* _Exercises_
**1)** Decide whether each statement below agrees with the Killjoys episode review that follows. For each, answer yes or no and quote the words of the review that decide it.
(a) The reviewer calls "One Blood" the best constructed episode of the show so far.
(b) The reviewer considers "One Blood" a perfect episode.
(c) The reviewer thinks Sean Baek should have a smaller role in the show.
**2)** From the Killjoys episode review below, reproduce the passage from "Killjoys’ sixth episode" to "their history together." word for word.

** BEGIN Source extract **

I was going to jokingly write that probably next week will be an episode where Dutch and D’avin get trapped somewhere together where they are forced to talk about their feelings, but it turns out that that is literally the description of episode eight.

Killjoys’ sixth episode has me cautiously optimistic about the show’s future

“One Blood” is definitely the best constructed episode of this show so far. It’s not perfect, but it’s a damn sight better than most of the previous half of the season, and it’s the first episode that I’ve finished with a real feeling that the story is moving along.

What I liked:

  • Dutch and Khlyen having interactions that help us understand some more of their history together.
  • Fancy. Sean Baek is seriously gorgeous, and he needs a bigger role in this show. He thinks that a trio is a bad idea, so maybe he should join up with Dutch and company to make it a foursome.
  • Dutch’s decision at the end to take active action and go after Khlyen to try and figure out what the hell is going on in the Quad. Finally something is happening to further the overall plot of the series.

What I didn’t like:

  • I do not understand Pawter’s seeming obsession with D’avin. He’s just not that great, to be honest, and I don’t really understand why she is so willing to risk herself to help him when he’s clearly not that into her.

** END Source extract **
** BEGIN Data extract **

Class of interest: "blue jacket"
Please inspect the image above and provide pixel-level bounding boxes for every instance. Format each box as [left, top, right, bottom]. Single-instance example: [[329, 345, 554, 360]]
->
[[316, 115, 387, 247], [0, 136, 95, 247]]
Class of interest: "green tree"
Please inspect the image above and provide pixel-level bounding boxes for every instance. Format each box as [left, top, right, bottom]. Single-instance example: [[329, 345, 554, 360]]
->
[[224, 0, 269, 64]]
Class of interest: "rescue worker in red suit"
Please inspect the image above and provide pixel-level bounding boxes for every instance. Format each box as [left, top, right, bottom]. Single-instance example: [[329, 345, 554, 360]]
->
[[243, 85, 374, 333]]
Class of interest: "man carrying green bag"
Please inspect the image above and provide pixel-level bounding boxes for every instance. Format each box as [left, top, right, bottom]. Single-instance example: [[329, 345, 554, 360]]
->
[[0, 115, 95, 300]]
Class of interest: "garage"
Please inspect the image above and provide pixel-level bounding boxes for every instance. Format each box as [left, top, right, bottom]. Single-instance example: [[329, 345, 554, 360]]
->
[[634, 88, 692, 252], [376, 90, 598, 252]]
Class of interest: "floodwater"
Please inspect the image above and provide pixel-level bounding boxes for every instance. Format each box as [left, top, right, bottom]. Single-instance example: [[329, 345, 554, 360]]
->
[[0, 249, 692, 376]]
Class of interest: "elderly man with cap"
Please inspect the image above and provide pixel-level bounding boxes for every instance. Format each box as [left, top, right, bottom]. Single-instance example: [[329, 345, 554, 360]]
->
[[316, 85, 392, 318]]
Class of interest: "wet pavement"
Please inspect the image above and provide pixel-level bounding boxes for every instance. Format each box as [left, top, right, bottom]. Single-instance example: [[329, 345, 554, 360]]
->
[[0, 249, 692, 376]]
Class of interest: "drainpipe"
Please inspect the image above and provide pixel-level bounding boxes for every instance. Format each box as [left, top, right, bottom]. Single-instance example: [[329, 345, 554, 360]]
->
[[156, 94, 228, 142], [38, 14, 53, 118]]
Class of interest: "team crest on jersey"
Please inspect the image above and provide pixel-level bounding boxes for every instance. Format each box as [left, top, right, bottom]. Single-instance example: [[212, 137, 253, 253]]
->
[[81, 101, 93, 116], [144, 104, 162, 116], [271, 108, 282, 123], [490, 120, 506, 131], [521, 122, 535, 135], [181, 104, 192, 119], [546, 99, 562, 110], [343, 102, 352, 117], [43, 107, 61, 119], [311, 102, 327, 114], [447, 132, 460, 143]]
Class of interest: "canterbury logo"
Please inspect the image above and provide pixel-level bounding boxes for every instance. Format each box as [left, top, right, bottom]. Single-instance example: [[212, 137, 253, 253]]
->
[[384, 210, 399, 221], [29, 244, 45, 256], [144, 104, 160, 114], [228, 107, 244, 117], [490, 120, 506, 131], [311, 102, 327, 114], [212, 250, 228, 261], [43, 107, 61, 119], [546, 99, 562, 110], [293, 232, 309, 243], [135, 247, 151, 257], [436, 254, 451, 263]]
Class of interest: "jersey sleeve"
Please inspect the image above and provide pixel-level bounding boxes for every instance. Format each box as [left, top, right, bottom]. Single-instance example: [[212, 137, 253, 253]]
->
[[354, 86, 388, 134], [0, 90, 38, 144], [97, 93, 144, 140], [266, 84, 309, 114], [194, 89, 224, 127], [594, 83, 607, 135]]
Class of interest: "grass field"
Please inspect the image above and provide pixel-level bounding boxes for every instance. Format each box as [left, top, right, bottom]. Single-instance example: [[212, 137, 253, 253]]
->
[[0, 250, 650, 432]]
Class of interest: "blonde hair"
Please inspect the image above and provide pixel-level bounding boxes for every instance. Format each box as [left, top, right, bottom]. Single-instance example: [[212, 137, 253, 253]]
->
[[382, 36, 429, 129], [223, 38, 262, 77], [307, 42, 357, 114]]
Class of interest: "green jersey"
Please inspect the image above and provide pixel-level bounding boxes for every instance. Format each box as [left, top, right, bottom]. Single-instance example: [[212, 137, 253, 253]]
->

** END Data extract **

* _Outputs by task_
**1)**
(a) Yes: "“One Blood” is definitely the best constructed episode of this show so far."
(b) No: "It’s not perfect"
(c) No: "he needs a bigger role in this show."

**2)**
Killjoys’ sixth episode has me cautiously optimistic about the show’s future

“One Blood” is definitely the best constructed episode of this show so far. It’s not perfect, but it’s a damn sight better than most of the previous half of the season, and it’s the first episode that I’ve finished with a real feeling that the story is moving along.

What I liked:

  • Dutch and Khlyen having interactions that help us understand some more of their history together.